Copy out every row below that contains the word "wall".
##########
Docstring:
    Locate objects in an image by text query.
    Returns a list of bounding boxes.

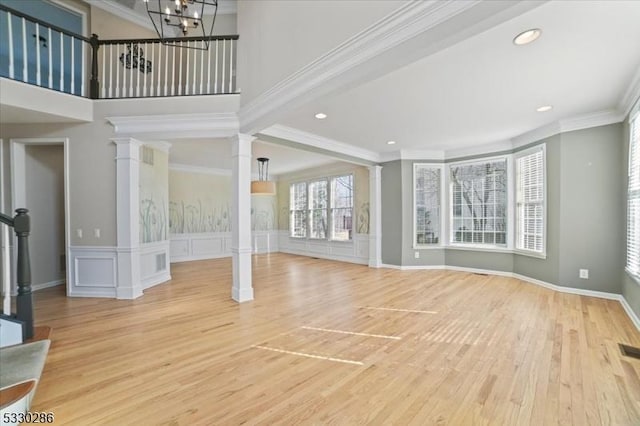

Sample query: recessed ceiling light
[513,28,542,46]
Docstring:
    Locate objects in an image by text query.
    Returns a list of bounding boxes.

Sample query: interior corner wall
[557,123,626,294]
[139,146,169,244]
[24,145,66,288]
[0,120,116,247]
[380,160,402,266]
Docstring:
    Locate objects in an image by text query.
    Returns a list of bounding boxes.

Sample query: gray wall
[557,124,626,293]
[25,145,65,285]
[381,161,404,265]
[382,124,625,293]
[620,117,640,317]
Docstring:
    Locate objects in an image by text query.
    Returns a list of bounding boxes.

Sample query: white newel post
[112,138,142,299]
[231,134,255,303]
[369,165,382,268]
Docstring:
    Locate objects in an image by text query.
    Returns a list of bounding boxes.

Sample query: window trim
[624,100,640,285]
[326,172,356,243]
[288,180,309,240]
[444,153,515,252]
[411,163,446,250]
[306,177,331,241]
[287,171,356,244]
[513,143,549,259]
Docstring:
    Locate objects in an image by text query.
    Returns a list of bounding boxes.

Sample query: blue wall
[0,0,88,95]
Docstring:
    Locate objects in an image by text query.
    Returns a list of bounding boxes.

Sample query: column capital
[111,138,143,146]
[229,133,256,157]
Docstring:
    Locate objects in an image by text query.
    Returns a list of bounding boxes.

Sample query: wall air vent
[156,253,167,272]
[142,146,153,166]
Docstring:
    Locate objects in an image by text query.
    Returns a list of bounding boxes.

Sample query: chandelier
[144,0,218,50]
[251,157,276,195]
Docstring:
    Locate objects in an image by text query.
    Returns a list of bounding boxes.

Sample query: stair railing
[0,209,33,340]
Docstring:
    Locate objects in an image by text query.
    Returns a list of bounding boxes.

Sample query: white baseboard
[31,278,66,291]
[382,264,640,331]
[619,295,640,330]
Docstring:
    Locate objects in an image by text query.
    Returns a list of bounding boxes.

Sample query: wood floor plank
[22,254,640,426]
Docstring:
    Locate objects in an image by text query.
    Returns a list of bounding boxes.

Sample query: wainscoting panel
[67,246,118,297]
[278,231,369,265]
[169,231,278,263]
[140,240,171,290]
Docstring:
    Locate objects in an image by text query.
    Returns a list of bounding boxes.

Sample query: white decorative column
[112,138,142,299]
[369,165,382,268]
[231,133,255,303]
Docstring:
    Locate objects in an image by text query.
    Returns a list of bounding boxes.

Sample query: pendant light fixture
[144,0,218,50]
[251,157,276,195]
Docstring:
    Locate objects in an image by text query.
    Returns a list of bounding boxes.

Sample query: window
[450,158,507,246]
[289,174,354,241]
[413,164,441,246]
[331,175,353,241]
[516,146,545,254]
[309,180,328,238]
[627,107,640,277]
[289,182,307,238]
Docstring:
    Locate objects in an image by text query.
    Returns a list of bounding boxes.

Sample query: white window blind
[627,112,640,277]
[413,164,441,246]
[516,147,545,253]
[289,182,307,238]
[331,175,353,241]
[449,159,508,246]
[309,180,329,238]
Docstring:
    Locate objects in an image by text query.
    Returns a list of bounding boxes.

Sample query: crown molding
##########
_ANSWER TO THE EXERCISE_
Sample query: interior corner wall
Sample query: gray wall
Sample query: blue wall
Sample query: wall air vent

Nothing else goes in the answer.